## Begin SELECTED EXTRACT

Many Latter-day Saint parents have named their children after great scriptural personalities so that in thinking about their names, the children can reflect on those great lives and desire to pattern their lives after them.
Following is a great story illustrating that principle:
President George Albert Smith was named after his grandfather, known as George A. Smith, an apostle and a counselor to Brigham Young in the First Presidency of the Church. The fact that he was named after his grandfather had a great influence upon young George Albert Smith. Once, when ill, he had a dream in which his grandfather appeared to him. He reported:
“I saw a man coming towards me. I became aware that he was a very large man, and I hurried my steps to reach him, because I recognized him as my grandfather. In mortality he weighed over three hundred pounds, so you may know he was a large man. I remember how happy I was to see him coming. I had been given his name and had always been proud of it.

## End SELECTED EXTRACT

AIM:
Reproduce the passage on naming children word for word, from "Following is a" to "proud of it.".

## Begin MATERIAL SHOWN

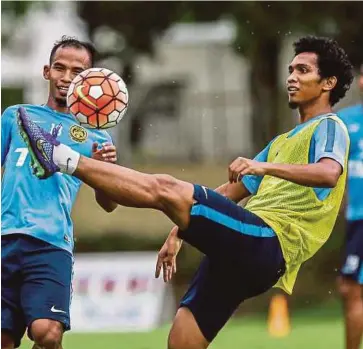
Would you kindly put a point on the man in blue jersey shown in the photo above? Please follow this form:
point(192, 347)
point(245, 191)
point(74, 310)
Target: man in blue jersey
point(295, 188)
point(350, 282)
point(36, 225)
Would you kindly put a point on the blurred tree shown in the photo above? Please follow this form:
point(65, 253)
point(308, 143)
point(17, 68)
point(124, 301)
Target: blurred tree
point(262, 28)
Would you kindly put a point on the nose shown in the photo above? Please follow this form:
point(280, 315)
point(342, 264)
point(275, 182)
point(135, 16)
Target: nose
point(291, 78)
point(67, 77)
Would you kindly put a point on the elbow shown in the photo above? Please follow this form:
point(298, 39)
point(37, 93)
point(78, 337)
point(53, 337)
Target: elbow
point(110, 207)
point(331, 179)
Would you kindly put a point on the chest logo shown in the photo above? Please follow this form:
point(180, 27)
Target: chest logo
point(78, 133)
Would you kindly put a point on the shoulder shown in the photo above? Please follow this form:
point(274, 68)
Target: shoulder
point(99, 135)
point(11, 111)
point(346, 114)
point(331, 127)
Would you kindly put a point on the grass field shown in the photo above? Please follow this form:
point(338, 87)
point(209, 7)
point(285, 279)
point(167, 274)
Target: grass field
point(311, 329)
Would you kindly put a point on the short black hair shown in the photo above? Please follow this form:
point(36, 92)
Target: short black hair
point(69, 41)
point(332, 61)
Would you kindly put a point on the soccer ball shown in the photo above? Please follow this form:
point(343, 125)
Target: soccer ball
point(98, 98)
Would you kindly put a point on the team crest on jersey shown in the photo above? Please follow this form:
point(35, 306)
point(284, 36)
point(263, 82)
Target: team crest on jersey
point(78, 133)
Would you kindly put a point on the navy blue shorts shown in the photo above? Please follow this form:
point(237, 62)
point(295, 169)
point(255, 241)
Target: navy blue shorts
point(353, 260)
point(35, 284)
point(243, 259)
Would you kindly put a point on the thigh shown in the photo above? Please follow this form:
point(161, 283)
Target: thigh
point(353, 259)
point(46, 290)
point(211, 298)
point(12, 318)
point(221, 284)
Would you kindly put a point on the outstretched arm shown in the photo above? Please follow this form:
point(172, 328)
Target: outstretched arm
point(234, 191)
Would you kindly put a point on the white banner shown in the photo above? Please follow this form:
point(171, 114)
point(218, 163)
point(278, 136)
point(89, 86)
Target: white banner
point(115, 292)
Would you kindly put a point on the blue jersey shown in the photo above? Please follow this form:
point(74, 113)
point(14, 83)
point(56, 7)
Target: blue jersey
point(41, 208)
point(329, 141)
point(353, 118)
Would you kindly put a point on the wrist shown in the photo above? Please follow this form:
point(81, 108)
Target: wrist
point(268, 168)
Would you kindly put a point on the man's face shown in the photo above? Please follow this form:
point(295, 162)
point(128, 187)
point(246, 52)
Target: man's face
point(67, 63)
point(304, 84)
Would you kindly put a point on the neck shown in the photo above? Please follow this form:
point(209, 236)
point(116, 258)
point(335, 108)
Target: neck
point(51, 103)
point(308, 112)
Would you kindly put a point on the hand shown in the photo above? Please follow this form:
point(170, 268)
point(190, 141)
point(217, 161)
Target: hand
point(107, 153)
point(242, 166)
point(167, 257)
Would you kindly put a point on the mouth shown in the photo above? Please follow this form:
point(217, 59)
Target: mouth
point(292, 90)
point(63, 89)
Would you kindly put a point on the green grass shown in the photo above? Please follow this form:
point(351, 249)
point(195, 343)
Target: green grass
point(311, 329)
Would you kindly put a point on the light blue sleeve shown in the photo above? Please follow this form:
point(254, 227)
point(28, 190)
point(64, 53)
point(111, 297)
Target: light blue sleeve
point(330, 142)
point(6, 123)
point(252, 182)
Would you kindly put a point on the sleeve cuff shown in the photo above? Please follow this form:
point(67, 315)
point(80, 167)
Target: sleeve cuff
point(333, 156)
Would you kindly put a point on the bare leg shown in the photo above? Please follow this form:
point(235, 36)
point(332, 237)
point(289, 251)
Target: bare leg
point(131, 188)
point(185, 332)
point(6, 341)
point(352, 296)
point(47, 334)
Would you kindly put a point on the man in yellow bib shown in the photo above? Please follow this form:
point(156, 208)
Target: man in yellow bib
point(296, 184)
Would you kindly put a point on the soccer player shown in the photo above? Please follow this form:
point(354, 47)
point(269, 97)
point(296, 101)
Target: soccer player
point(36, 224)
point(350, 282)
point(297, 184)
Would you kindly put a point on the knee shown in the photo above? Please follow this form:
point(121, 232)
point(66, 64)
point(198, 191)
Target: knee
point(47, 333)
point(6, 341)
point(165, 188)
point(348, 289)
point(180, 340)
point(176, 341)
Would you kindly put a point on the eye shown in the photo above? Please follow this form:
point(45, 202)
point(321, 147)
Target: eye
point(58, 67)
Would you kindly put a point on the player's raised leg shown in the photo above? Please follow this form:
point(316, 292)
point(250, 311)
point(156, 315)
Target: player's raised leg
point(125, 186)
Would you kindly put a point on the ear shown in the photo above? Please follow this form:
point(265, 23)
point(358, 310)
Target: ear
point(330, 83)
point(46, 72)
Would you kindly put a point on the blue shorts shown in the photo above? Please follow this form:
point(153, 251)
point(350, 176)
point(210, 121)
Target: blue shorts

## End MATERIAL SHOWN

RESULT OF THIS EXERCISE:
Following is a great story illustrating that principle:
President George Albert Smith was named after his grandfather, known as George A. Smith, an apostle and a counselor to Brigham Young in the First Presidency of the Church. The fact that he was named after his grandfather had a great influence upon young George Albert Smith. Once, when ill, he had a dream in which his grandfather appeared to him. He reported:
“I saw a man coming towards me. I became aware that he was a very large man, and I hurried my steps to reach him, because I recognized him as my grandfather. In mortality he weighed over three hundred pounds, so you may know he was a large man. I remember how happy I was to see him coming. I had been given his name and had always been proud of it.